GIVEN EXERCISE
Revise the records below by changing every "single pin" to "single marker" and keeping every other character the same.
#### DATASET ENTRIES ####
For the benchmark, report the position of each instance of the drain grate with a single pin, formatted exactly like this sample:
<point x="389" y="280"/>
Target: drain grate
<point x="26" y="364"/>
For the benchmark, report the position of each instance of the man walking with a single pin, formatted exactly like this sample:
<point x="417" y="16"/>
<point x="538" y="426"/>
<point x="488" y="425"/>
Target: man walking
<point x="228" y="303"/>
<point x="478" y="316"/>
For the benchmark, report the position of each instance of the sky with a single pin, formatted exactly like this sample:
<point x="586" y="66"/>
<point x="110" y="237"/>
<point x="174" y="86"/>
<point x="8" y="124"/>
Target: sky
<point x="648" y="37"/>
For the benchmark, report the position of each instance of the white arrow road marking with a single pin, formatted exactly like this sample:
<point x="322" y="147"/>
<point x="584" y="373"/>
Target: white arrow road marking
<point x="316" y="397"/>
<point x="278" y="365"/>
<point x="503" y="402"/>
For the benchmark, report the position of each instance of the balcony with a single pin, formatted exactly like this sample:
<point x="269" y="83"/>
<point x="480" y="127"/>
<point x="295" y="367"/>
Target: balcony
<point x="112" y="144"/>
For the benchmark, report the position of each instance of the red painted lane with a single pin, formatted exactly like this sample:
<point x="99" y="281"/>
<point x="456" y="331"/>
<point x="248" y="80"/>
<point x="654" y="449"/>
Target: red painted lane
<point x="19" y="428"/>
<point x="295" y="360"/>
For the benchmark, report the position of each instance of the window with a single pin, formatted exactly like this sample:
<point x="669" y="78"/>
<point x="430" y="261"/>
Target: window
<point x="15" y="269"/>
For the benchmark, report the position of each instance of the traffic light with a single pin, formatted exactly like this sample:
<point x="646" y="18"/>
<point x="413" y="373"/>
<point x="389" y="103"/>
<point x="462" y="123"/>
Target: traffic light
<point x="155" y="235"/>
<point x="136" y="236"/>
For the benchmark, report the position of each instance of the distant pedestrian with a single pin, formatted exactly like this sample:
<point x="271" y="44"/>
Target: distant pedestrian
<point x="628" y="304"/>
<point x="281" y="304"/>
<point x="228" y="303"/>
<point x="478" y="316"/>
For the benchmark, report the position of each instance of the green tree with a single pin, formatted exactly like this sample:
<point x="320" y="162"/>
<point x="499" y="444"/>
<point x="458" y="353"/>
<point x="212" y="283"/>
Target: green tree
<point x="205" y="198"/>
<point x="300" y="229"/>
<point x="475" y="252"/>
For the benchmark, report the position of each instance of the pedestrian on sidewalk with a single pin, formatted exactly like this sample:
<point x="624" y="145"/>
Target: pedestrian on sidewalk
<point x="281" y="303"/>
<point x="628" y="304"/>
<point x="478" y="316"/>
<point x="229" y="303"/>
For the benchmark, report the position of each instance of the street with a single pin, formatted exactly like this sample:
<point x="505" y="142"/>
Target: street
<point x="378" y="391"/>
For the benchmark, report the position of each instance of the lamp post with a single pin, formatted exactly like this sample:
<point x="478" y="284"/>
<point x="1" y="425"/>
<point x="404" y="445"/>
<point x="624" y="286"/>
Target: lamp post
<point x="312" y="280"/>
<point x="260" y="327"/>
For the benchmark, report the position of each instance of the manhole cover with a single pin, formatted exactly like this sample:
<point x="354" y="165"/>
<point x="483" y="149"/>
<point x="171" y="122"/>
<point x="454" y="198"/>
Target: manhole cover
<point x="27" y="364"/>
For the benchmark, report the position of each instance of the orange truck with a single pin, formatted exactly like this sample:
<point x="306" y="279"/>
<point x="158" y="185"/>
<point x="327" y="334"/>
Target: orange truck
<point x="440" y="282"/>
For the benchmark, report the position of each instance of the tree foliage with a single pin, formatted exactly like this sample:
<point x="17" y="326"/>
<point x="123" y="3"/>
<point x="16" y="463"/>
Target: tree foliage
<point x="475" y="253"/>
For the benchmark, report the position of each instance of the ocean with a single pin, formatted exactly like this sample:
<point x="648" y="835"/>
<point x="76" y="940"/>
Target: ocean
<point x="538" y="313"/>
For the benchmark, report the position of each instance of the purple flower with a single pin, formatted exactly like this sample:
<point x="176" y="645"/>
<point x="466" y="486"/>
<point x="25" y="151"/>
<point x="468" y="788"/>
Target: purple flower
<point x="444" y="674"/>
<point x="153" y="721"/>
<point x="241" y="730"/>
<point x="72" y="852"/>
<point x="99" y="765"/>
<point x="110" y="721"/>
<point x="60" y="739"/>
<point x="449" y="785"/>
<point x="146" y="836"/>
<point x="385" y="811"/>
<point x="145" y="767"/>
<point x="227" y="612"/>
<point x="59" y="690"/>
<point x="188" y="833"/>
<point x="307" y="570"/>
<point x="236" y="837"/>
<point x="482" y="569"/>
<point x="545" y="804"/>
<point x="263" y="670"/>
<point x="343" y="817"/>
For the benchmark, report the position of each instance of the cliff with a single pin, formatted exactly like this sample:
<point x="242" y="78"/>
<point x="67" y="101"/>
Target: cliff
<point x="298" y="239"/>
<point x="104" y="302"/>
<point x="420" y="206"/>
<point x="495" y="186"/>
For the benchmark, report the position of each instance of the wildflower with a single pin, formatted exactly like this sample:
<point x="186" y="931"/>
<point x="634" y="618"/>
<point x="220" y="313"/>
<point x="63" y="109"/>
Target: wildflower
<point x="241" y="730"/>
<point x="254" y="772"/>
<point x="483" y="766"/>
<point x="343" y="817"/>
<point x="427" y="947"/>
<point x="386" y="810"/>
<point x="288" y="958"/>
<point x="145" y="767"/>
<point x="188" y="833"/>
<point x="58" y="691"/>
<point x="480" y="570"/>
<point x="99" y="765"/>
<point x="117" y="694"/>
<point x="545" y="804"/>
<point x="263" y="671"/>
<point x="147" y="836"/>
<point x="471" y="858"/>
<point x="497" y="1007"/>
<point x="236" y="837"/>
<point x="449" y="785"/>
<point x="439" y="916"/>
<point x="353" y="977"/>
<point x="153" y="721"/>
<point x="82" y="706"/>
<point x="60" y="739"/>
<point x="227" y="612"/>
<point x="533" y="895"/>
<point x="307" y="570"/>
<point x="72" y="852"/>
####
FULL SOLUTION
For the benchmark, report the position of each instance of the drain grate with a single marker, formatted exactly like this sample:
<point x="389" y="280"/>
Target: drain grate
<point x="26" y="364"/>
For the benchmark, report the position of each instance of the man walking with a single marker, formatted exactly like this sample:
<point x="417" y="16"/>
<point x="538" y="426"/>
<point x="488" y="425"/>
Target: man walking
<point x="228" y="303"/>
<point x="478" y="316"/>
For the benchmark, report the position of each instance of the sky with a single marker, formatted exactly like this sample:
<point x="586" y="66"/>
<point x="110" y="237"/>
<point x="174" y="86"/>
<point x="8" y="124"/>
Target: sky
<point x="648" y="37"/>
For the benchmark, report the position of each instance of the white arrow road marking with a single marker, formatted exactly like this sample:
<point x="322" y="147"/>
<point x="584" y="373"/>
Target: white arrow road marking
<point x="316" y="397"/>
<point x="278" y="365"/>
<point x="503" y="402"/>
For the benchmark, report the position of each instance of the balcony with a single marker, formatted exactly like this sample:
<point x="269" y="83"/>
<point x="480" y="127"/>
<point x="295" y="367"/>
Target: balcony
<point x="112" y="144"/>
For the benchmark, report the position of each instance of the red painted lane with a single marker, formatted exactly like this sample:
<point x="99" y="281"/>
<point x="456" y="331"/>
<point x="248" y="80"/>
<point x="654" y="449"/>
Target: red painted lane
<point x="19" y="428"/>
<point x="295" y="360"/>
For the benchmark, report the position of each instance of the window with a single marker, formatted exactly like this sample:
<point x="669" y="78"/>
<point x="430" y="261"/>
Target: window
<point x="15" y="269"/>
For the benchmark, report the position of each instance of the traffic light with a single marker, formatted exactly like this sample:
<point x="646" y="18"/>
<point x="413" y="373"/>
<point x="389" y="103"/>
<point x="462" y="123"/>
Target: traffic light
<point x="155" y="235"/>
<point x="136" y="236"/>
For the benchmark, report the position of each instance of the distant pedestrian with a single marker, formatted exactly like this sample:
<point x="271" y="44"/>
Target: distant pedestrian
<point x="628" y="304"/>
<point x="281" y="304"/>
<point x="228" y="303"/>
<point x="478" y="316"/>
For the benchmark, report the position of each instance of the green tree with a single marker, formatted exactly like this sample:
<point x="320" y="162"/>
<point x="499" y="444"/>
<point x="458" y="353"/>
<point x="212" y="283"/>
Target: green tree
<point x="205" y="198"/>
<point x="300" y="229"/>
<point x="475" y="252"/>
For the benchmark, report the position of each instance of the pedestrian on sidewalk with a single marker, formatted exactly like this sample:
<point x="624" y="145"/>
Target: pedestrian on sidewalk
<point x="281" y="303"/>
<point x="628" y="304"/>
<point x="478" y="316"/>
<point x="229" y="303"/>
For the benchmark, report the position of each instance of the street with a single marker, formatted exactly like this sample:
<point x="505" y="142"/>
Target: street
<point x="378" y="391"/>
For the benchmark, report the position of each instance of the lamp post with a single marker, formatted exactly like this sample:
<point x="478" y="284"/>
<point x="1" y="425"/>
<point x="404" y="445"/>
<point x="624" y="286"/>
Target: lamp post
<point x="312" y="280"/>
<point x="260" y="327"/>
For the benchmark, report the position of each instance of the manhole cover with a single marker, formatted exactly like this sample:
<point x="354" y="165"/>
<point x="483" y="149"/>
<point x="171" y="122"/>
<point x="454" y="198"/>
Target: manhole cover
<point x="27" y="364"/>
For the benchmark, report the position of each instance of the orange truck with a single marker, formatted exactly like this sample:
<point x="306" y="279"/>
<point x="158" y="185"/>
<point x="327" y="334"/>
Target: orange truck
<point x="440" y="282"/>
For the benchmark, report the position of each instance of the tree foliage with a single marker, formatted exactly like this sample:
<point x="17" y="326"/>
<point x="123" y="3"/>
<point x="16" y="463"/>
Target: tree foliage
<point x="475" y="253"/>
For the benchmark, report the position of each instance of the ocean with a single marker, formatted exactly like this sample:
<point x="648" y="835"/>
<point x="76" y="940"/>
Target: ocean
<point x="538" y="313"/>
For the benchmark, report the position of each instance of the purple flower with a single marker, formatted exactly like this sample:
<point x="176" y="645"/>
<point x="466" y="486"/>
<point x="25" y="151"/>
<point x="468" y="788"/>
Target: purple flower
<point x="444" y="674"/>
<point x="153" y="721"/>
<point x="241" y="730"/>
<point x="72" y="852"/>
<point x="99" y="765"/>
<point x="110" y="721"/>
<point x="60" y="739"/>
<point x="449" y="785"/>
<point x="146" y="836"/>
<point x="385" y="811"/>
<point x="145" y="767"/>
<point x="227" y="612"/>
<point x="59" y="690"/>
<point x="188" y="833"/>
<point x="307" y="570"/>
<point x="236" y="837"/>
<point x="482" y="569"/>
<point x="545" y="804"/>
<point x="263" y="670"/>
<point x="343" y="817"/>
For the benchmark, report the position of each instance of the cliff with a single marker, formatted exactly like this sample:
<point x="242" y="78"/>
<point x="67" y="101"/>
Target: cliff
<point x="298" y="239"/>
<point x="104" y="302"/>
<point x="420" y="206"/>
<point x="495" y="186"/>
For the benchmark, report the position of each instance of the wildflower with a single marker, formatted exactly like this sample:
<point x="186" y="931"/>
<point x="634" y="618"/>
<point x="220" y="313"/>
<point x="63" y="109"/>
Target: wildflower
<point x="241" y="730"/>
<point x="254" y="772"/>
<point x="483" y="766"/>
<point x="343" y="817"/>
<point x="427" y="947"/>
<point x="386" y="810"/>
<point x="288" y="958"/>
<point x="145" y="767"/>
<point x="188" y="833"/>
<point x="58" y="691"/>
<point x="480" y="570"/>
<point x="99" y="765"/>
<point x="117" y="694"/>
<point x="545" y="804"/>
<point x="263" y="671"/>
<point x="147" y="836"/>
<point x="471" y="858"/>
<point x="497" y="1007"/>
<point x="236" y="837"/>
<point x="449" y="785"/>
<point x="439" y="916"/>
<point x="353" y="977"/>
<point x="153" y="721"/>
<point x="82" y="706"/>
<point x="60" y="739"/>
<point x="227" y="612"/>
<point x="533" y="895"/>
<point x="307" y="570"/>
<point x="72" y="852"/>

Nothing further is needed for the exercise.